## [INSTRUCTIONS TO FOLLOW]
Your task is to copy every line of this material exactly.

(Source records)

** Start **

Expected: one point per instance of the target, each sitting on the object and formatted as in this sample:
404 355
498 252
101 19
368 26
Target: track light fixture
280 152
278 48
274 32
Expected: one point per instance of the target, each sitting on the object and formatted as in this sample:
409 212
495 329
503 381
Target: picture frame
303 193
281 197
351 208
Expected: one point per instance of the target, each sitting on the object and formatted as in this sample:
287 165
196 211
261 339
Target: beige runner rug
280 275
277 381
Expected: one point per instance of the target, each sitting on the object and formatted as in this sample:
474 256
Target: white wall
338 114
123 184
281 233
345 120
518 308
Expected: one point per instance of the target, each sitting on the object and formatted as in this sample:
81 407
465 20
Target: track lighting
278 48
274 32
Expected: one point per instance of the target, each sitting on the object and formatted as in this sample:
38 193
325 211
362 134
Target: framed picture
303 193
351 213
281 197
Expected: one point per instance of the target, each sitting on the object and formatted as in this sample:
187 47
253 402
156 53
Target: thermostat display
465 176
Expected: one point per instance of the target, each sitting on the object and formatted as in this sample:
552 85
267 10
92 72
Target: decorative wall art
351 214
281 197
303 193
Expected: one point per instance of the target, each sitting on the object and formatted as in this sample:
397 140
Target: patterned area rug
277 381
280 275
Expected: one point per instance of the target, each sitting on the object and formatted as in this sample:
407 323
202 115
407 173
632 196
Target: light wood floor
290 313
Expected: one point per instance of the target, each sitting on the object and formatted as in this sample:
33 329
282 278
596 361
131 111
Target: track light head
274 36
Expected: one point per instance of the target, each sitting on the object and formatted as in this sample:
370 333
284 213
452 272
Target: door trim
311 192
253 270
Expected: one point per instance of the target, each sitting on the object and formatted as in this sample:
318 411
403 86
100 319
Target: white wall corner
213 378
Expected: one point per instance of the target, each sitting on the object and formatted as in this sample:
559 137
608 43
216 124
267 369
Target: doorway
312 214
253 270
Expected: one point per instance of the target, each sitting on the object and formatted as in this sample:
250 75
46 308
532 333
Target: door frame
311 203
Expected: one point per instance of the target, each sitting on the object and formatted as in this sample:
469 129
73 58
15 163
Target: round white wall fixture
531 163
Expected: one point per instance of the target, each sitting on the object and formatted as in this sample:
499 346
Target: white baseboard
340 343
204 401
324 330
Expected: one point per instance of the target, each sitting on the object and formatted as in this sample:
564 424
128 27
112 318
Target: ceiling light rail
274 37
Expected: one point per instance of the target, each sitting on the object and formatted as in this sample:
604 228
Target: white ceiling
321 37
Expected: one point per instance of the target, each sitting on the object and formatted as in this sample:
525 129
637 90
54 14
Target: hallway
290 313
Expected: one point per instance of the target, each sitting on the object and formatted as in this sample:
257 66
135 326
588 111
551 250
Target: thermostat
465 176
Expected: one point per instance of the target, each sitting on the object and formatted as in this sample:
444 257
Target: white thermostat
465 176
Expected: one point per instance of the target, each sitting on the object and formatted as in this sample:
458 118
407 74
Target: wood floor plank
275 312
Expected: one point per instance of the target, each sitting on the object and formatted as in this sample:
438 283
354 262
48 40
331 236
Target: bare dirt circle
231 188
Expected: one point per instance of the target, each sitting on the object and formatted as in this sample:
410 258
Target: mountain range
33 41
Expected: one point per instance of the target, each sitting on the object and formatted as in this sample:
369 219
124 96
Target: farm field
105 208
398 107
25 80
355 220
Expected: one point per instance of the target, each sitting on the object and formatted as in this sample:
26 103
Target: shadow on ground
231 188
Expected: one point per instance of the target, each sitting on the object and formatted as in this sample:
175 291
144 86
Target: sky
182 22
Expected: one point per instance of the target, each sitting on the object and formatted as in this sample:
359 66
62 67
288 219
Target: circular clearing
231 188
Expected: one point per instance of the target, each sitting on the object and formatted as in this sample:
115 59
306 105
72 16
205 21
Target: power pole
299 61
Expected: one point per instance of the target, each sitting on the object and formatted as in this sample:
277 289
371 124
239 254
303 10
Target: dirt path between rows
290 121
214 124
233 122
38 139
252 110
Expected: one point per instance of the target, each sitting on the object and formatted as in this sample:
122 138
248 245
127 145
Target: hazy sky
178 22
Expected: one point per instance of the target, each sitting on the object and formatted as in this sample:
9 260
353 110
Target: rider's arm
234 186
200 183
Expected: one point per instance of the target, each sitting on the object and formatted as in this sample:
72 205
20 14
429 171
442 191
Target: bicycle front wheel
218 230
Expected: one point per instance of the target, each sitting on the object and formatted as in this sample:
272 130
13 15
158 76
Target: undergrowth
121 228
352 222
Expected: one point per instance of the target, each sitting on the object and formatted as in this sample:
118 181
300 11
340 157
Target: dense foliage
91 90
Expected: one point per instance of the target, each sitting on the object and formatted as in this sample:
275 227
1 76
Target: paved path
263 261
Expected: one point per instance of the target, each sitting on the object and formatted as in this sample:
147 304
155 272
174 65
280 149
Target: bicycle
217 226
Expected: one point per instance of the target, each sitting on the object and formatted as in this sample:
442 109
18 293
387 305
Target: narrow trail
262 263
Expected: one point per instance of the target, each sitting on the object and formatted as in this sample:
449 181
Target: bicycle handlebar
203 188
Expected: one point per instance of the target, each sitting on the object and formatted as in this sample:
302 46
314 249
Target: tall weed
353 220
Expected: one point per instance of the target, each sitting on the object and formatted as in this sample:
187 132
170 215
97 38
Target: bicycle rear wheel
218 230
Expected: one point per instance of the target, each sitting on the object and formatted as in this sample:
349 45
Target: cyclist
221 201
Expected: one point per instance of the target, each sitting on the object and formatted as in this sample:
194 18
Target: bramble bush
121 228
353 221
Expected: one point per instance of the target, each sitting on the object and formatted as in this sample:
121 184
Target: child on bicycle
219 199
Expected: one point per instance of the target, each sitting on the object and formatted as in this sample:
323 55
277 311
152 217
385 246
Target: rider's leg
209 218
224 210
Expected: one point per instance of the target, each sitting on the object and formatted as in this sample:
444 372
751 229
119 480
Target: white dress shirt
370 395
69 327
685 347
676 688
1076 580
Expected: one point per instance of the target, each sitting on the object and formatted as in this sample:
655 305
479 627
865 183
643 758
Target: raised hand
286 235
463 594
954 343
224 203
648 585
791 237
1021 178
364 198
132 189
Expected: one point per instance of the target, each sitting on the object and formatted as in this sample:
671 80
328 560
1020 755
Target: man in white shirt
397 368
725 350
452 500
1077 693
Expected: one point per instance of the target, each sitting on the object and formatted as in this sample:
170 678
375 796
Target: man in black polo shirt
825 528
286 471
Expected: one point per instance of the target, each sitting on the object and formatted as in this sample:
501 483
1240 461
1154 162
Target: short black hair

** End **

## [RESPONSE]
Expected: one point per instance of the target, each sitting on the object and formatted as in this sample:
404 355
498 252
101 19
368 26
Target: track light fixture
280 152
278 48
274 32
Expected: one point per instance of the target, each sitting on the object and formatted as in this sample:
409 212
495 329
503 381
Target: picture frame
303 193
281 197
351 208
Expected: one point per instance of the target, each sitting on the object and formatted as in this sample:
287 165
196 211
261 339
Target: beige runner rug
280 275
277 381
Expected: one point per instance of the target, each sitting on the object and formatted as in this sample:
474 256
Target: white wall
338 114
123 184
281 233
345 120
518 308
Expected: one point per instance of the target, each sitting on the object and formatted as in this sample:
81 407
465 20
Target: track lighting
278 48
274 32
Expected: one point per instance of the target, each sitting on the object and formatted as in this sample:
38 193
325 211
362 134
Target: framed picture
303 193
351 213
281 197
Expected: one point per instance of the target, each sitting on the object and formatted as in this sample:
187 47
253 402
156 53
Target: thermostat display
465 176
Expected: one point per instance of the target, each sitting on the object and formatted as in this sample:
552 85
267 10
92 72
Target: decorative wall art
351 214
281 197
303 193
Expected: one point per instance of the target, each sitting on the object and formatted as in this sample:
397 140
Target: patterned area rug
277 381
280 275
Expected: one point per instance of the target, each sitting on the object and formatted as in this sample:
407 323
202 115
407 173
632 196
Target: light wood floor
290 313
Expected: one point per instance of the target, each sitting on the object and formatted as in this sample:
33 329
282 278
596 361
131 111
Target: track light head
274 36
Expected: one point per instance of the target, each sitting on the object and formatted as in this sample:
370 333
284 213
452 272
Target: door trim
311 192
253 270
Expected: one point per instance of the target, each sitting on the object and formatted as in this sample:
318 411
403 86
100 319
Target: white wall corner
213 378
Expected: one point per instance of the target, each sitting on the object and formatted as in this sample:
559 137
608 43
216 124
267 369
Target: doorway
312 214
253 270
Expected: one point per instance of the target, each sitting on the object and formatted as in this sample:
250 75
46 308
532 333
Target: door frame
311 203
Expected: one point per instance of the target, each sitting on the object and formatted as in this sample:
469 129
73 58
15 163
Target: round white wall fixture
531 163
Expected: one point per instance of the target, each sitting on the object and formatted as in this sample:
499 346
Target: white baseboard
340 343
204 401
324 330
Expected: one point per instance of the target, each sitting on the object and formatted as in this sample:
564 424
128 27
112 318
Target: ceiling light rail
274 37
Expected: one point per instance of the target, each sitting on the object and formatted as in this sample:
604 228
Target: white ceiling
321 37
Expected: one point per instance of the target, each sitting on the object and formatted as in this sample:
525 129
637 90
54 14
Target: hallway
290 313
Expected: one point per instance of the target, each sitting on the object and formatted as in this sample:
257 66
135 326
588 111
551 250
Target: thermostat
465 176
Expected: one point per instance of the target, each sitting on the object and formatted as in this sample:
444 257
Target: white thermostat
465 176
Expected: one point per instance of the target, each sitting on the object and formatted as in this sample:
458 118
407 74
Target: wood floor plank
275 312
Expected: one point per instance of the target, each sitting on the object and formatted as in this sample:
438 283
354 262
48 40
331 236
Target: bare dirt circle
231 188
Expected: one point per instance of the target, each sitting on the object and formatted as in this sample:
410 258
Target: mountain range
33 41
Expected: one point per instance of the target, each sitting on the object and formatted as in this sample:
369 219
124 96
Target: farm field
105 208
398 107
25 80
355 220
Expected: one point per instance of the target, each sitting on the object and formatted as in this sample:
26 103
Target: shadow on ground
231 188
Expected: one point per instance of the target, each sitting on the object and formatted as in this sample:
175 291
144 86
Target: sky
182 22
Expected: one point per instance of the target, each sitting on the object and formatted as in this sample:
359 66
62 67
288 219
Target: circular clearing
231 188
Expected: one point per instance of the target, each sitting on the object and formatted as in this sample:
115 59
306 105
72 16
205 21
Target: power pole
299 61
Expected: one point per instance of the target, each sitting on the object and formatted as in this sample:
277 289
371 124
239 254
303 10
Target: dirt path between rows
290 121
214 124
233 122
38 139
252 110
Expected: one point per instance of the target, each sitting on the object and formatted as in this sample:
122 138
248 245
127 145
Target: hazy sky
178 22
Expected: one point per instance of the target, each sitting on the object and formatted as in this sample:
9 260
353 110
Target: rider's arm
234 186
200 183
Expected: one point per instance of the target, each sitting on the object and formatted as in this sample:
72 205
20 14
429 171
442 191
Target: bicycle front wheel
218 230
Expected: one point per instance of the target, each sitting on the object and formatted as in this sample:
272 130
13 15
158 76
Target: undergrowth
121 228
352 222
Expected: one point per instance of the target, each sitting on the object and formatted as in this sample:
118 181
300 11
340 157
Target: dense foliage
91 90
Expected: one point per instance of the target, each sitting on the object and formatted as in this sample:
275 227
1 76
Target: paved path
263 261
Expected: one point per instance of the target, each sitting on the object and formatted as in this sample:
147 304
155 272
174 65
280 149
Target: bicycle
217 226
Expected: one point per instance of the target, each sitting on the object and formatted as in this sample:
442 109
18 293
387 305
Target: narrow trail
262 263
Expected: one point per instance of the target, each sitting on the object and formatted as in this sample:
449 181
Target: bicycle handlebar
203 188
Expected: one point per instance of the target, each sitting on the object and formatted as in this sample:
302 46
314 249
Target: tall weed
353 220
Expected: one point per instance of the target, each sitting on the object and formatted as in this sample:
187 132
170 215
97 38
Target: bicycle rear wheel
218 230
Expected: one point per instance of the target, each sitting on the object and formatted as in this sample:
349 45
Target: cyclist
221 201
Expected: one point per instance of the target, each sitting on the object and formatted as in this sample:
194 18
Target: bramble bush
121 228
353 221
Expected: one point per instance of the target, each sitting on the object and formatted as in this sample:
121 184
Target: child on bicycle
219 199
Expected: one point per instance of the target, each sitting on the object and formatted as in this sample:
323 55
277 311
152 217
385 246
Target: rider's leg
209 218
224 210
Expected: one point per instance of the target, each sitting on the object and formatted as in this sample:
444 372
751 229
119 480
Target: white dress shirt
370 395
69 327
685 347
676 688
1076 580
Expected: one point per instance of the target, each sitting on the object and formatted as in this sample:
655 305
479 627
865 183
643 758
Target: raised hand
286 235
463 594
954 343
224 203
648 585
791 237
1021 178
364 198
132 189
Expected: one point per instance of the target, each sitting on the object and formatted as in this sample:
671 80
328 560
1020 755
Target: man in white shirt
397 368
725 350
452 500
1077 693
Expected: one point per instance of the target, each sitting on the object and formatted as in this sample:
170 678
375 796
Target: man in black polo shirt
825 528
286 471
Expected: one point per instance of the target, each sitting on the object and formatted as in this sample:
501 483
1240 461
1154 162
Target: short black hair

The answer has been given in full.